** RECORDED DATA follows **
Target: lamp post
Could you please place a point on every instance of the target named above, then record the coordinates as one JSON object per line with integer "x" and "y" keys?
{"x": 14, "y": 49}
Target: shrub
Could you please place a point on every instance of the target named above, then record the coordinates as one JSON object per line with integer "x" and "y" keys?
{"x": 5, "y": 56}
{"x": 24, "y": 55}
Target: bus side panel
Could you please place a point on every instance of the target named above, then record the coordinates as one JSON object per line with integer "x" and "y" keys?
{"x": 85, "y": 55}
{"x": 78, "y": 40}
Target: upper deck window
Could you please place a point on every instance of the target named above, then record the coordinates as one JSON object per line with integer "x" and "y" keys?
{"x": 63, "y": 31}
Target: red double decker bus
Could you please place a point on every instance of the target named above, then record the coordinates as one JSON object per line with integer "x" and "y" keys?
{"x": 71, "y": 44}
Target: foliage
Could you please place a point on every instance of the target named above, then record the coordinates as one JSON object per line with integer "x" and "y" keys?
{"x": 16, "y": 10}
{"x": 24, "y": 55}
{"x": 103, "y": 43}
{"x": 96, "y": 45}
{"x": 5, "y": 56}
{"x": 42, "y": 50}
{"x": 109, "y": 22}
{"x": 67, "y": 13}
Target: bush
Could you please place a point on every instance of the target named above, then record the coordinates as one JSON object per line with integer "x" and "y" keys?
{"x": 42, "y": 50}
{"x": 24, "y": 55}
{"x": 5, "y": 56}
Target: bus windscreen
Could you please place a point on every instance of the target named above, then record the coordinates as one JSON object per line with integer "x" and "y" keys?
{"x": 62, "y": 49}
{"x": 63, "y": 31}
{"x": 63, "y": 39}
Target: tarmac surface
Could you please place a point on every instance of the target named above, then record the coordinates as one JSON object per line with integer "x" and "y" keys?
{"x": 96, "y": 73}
** End of RECORDED DATA **
#### EXERCISE DIRECTIONS:
Line by line, repeat the listing exactly as written.

#### RESPONSE AREA:
Target: lamp post
Could you please place a point on every instance of the target named above, then record the coordinates as one JSON object per line with integer "x" and "y" keys?
{"x": 14, "y": 49}
Target: shrub
Could you please place a point on every instance of the target named above, then record the coordinates as one JSON object per line with integer "x" and "y" keys?
{"x": 5, "y": 56}
{"x": 24, "y": 55}
Target: bus side panel
Could you please place a point on every instance of the target named above, then record the coordinates as one JSON object per line with integer "x" and "y" keys?
{"x": 85, "y": 55}
{"x": 78, "y": 40}
Target: upper deck window
Could you please place a point on every instance of the target named above, then record the coordinates as one JSON object per line with integer "x" and "y" keys?
{"x": 63, "y": 31}
Target: red double decker bus
Could you please place a point on every instance of the target named above, then record the coordinates as one JSON object per line with integer "x" and "y" keys?
{"x": 71, "y": 44}
Target: foliage
Could you please place a point on every instance of the target named above, then record the coordinates as one JSON object per line with integer "x" and "y" keys?
{"x": 16, "y": 10}
{"x": 24, "y": 55}
{"x": 103, "y": 43}
{"x": 96, "y": 45}
{"x": 5, "y": 56}
{"x": 42, "y": 50}
{"x": 109, "y": 22}
{"x": 67, "y": 13}
Target: bush
Could you please place a point on every instance of the target named above, then record the coordinates as one JSON object per line with integer "x" and "y" keys?
{"x": 42, "y": 50}
{"x": 24, "y": 55}
{"x": 5, "y": 56}
Target: bus windscreen
Could you please place a point on every instance of the target named above, then record the coordinates as one JSON object per line with integer "x" and "y" keys?
{"x": 62, "y": 49}
{"x": 63, "y": 31}
{"x": 63, "y": 39}
Target: tarmac surface
Could you please place a point on every instance of the target named above, then record the coordinates as one JSON object per line with integer "x" and "y" keys?
{"x": 96, "y": 73}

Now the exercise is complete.